* _Given instruction_
Locate every line in the entries below that contains the word "surface" and copy each of those lines.

* _Raw data_
* Start *
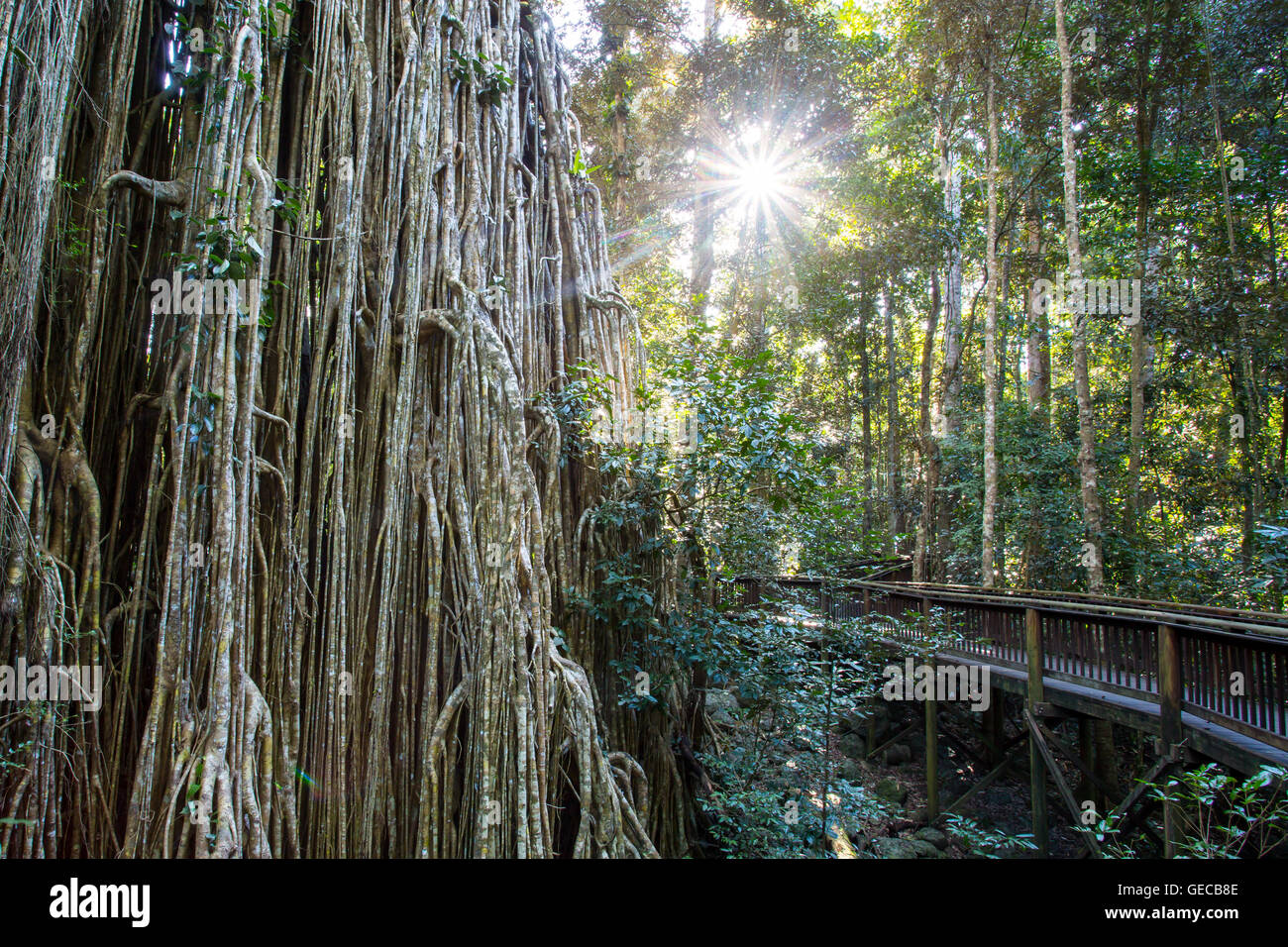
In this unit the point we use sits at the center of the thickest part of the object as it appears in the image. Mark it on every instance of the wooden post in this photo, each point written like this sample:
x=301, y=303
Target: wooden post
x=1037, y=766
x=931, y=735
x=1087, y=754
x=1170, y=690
* End *
* Start *
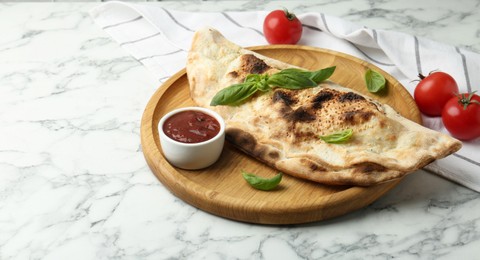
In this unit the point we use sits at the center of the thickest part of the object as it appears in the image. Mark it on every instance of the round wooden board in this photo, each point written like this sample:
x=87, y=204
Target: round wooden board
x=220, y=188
* End *
* Start *
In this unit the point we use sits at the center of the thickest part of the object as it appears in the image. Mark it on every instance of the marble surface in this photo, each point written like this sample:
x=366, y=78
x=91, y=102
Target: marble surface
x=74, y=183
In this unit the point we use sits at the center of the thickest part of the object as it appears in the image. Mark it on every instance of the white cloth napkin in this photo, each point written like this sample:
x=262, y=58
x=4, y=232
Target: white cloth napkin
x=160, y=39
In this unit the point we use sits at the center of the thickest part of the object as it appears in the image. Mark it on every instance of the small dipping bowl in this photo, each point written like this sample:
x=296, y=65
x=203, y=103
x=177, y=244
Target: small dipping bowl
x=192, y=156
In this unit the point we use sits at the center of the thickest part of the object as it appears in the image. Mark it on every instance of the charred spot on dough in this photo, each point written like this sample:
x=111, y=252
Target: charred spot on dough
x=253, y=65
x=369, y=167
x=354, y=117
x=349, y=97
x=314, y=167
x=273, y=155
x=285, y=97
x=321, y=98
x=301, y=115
* End *
* _Correct response_
In this unit the point we use sits at the center of the thickest part of the object as it appears in the image. Mark it on every instance of the marble surface in this photo, each point written like this sample:
Target: marble surface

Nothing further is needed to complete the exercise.